Directive a => Count the lines in the records below that contain the string "crawling", matching case exactly, and reply with the number alone.

Selected extract =>
begin

The policy was introduced at Hylands High School in Chelmsford, U.K., in a letter sent out to parents on January 9.

Executive headteacher Maggie Callaghan has defended the policy and said the school is focused on encouraging pupils to behave professionally.

She also said that most parents and pupils support the policy as it “encourages pupils to behave professionally as any future employer would expect.”

One frustrated parent, who wished to remain nameless, spoke to local media and expressed her annoyance at the new policy coming into effect.

According to the Daily Mirror, she said: “I couldn’t believe it. In this day and age, I agree that inappropriate touching—hitting and punching—of course has to be dealt with. But they’re not teaching students how to have a healthy relationship.

“The inference is that you can’t touch anyone, children won’t know what is or isn’t appropriate, and the ability to empathize with their peers is being taken away.

“I have a daughter and her and her friends greet each other with a hug, but if they do that now they’ll [face being] put into isolation.”

end

Directive b => Reproduce the entire passage on the Hylands High School policy above, word for word.

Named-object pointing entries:

begin

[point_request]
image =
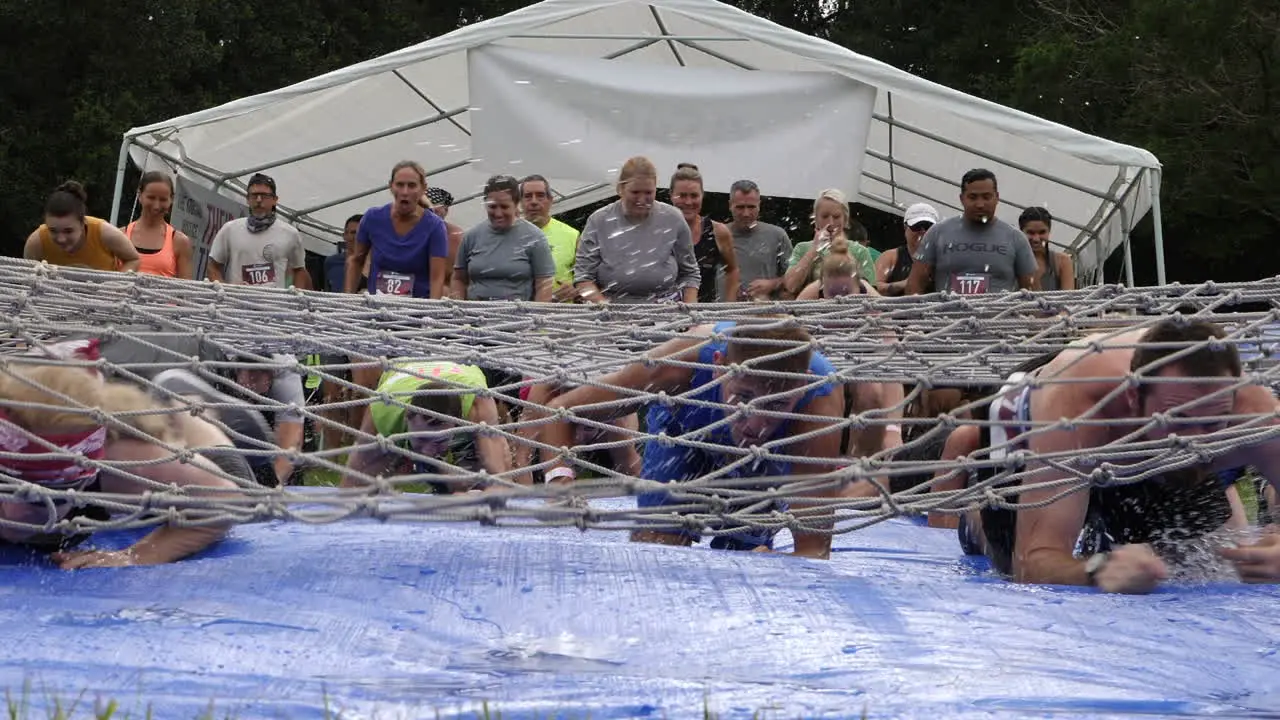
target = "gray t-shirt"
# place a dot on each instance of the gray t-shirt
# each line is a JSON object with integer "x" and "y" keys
{"x": 261, "y": 259}
{"x": 631, "y": 263}
{"x": 973, "y": 259}
{"x": 504, "y": 264}
{"x": 762, "y": 251}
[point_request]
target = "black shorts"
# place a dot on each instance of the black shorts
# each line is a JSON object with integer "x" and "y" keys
{"x": 58, "y": 542}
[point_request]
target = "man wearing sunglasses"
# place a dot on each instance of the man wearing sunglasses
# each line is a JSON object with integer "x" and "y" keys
{"x": 894, "y": 267}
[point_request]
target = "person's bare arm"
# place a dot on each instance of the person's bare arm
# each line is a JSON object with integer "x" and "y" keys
{"x": 798, "y": 274}
{"x": 1065, "y": 272}
{"x": 460, "y": 282}
{"x": 355, "y": 267}
{"x": 1045, "y": 543}
{"x": 810, "y": 291}
{"x": 883, "y": 267}
{"x": 492, "y": 447}
{"x": 369, "y": 461}
{"x": 214, "y": 270}
{"x": 732, "y": 276}
{"x": 439, "y": 268}
{"x": 626, "y": 459}
{"x": 288, "y": 437}
{"x": 1258, "y": 563}
{"x": 302, "y": 278}
{"x": 963, "y": 441}
{"x": 33, "y": 249}
{"x": 539, "y": 396}
{"x": 643, "y": 376}
{"x": 918, "y": 281}
{"x": 183, "y": 255}
{"x": 590, "y": 292}
{"x": 885, "y": 400}
{"x": 543, "y": 288}
{"x": 167, "y": 543}
{"x": 455, "y": 244}
{"x": 122, "y": 247}
{"x": 824, "y": 446}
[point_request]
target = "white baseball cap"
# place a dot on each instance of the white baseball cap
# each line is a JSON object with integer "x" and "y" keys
{"x": 919, "y": 213}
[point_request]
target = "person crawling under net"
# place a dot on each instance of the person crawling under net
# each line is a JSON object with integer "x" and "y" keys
{"x": 426, "y": 424}
{"x": 1121, "y": 536}
{"x": 792, "y": 386}
{"x": 46, "y": 436}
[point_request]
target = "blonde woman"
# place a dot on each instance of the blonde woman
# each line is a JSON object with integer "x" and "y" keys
{"x": 636, "y": 249}
{"x": 840, "y": 274}
{"x": 831, "y": 220}
{"x": 135, "y": 440}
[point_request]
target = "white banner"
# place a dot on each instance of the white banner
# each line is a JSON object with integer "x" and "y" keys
{"x": 570, "y": 117}
{"x": 200, "y": 213}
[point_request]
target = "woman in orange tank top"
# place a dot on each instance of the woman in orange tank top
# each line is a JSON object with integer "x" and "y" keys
{"x": 71, "y": 237}
{"x": 163, "y": 250}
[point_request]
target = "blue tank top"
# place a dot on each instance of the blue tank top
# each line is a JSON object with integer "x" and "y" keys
{"x": 396, "y": 258}
{"x": 688, "y": 418}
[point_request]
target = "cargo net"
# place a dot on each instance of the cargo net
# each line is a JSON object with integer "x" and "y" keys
{"x": 969, "y": 343}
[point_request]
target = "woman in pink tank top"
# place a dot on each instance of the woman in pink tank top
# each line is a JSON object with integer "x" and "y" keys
{"x": 164, "y": 250}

end

Full answer a => 2

Full answer b =>
The policy was introduced at Hylands High School in Chelmsford, U.K., in a letter sent out to parents on January 9.

Executive headteacher Maggie Callaghan has defended the policy and said the school is focused on encouraging pupils to behave professionally.

She also said that most parents and pupils support the policy as it “encourages pupils to behave professionally as any future employer would expect.”

One frustrated parent, who wished to remain nameless, spoke to local media and expressed her annoyance at the new policy coming into effect.

According to the Daily Mirror, she said: “I couldn’t believe it. In this day and age, I agree that inappropriate touching—hitting and punching—of course has to be dealt with. But they’re not teaching students how to have a healthy relationship.

“The inference is that you can’t touch anyone, children won’t know what is or isn’t appropriate, and the ability to empathize with their peers is being taken away.

“I have a daughter and her and her friends greet each other with a hug, but if they do that now they’ll [face being] put into isolation.”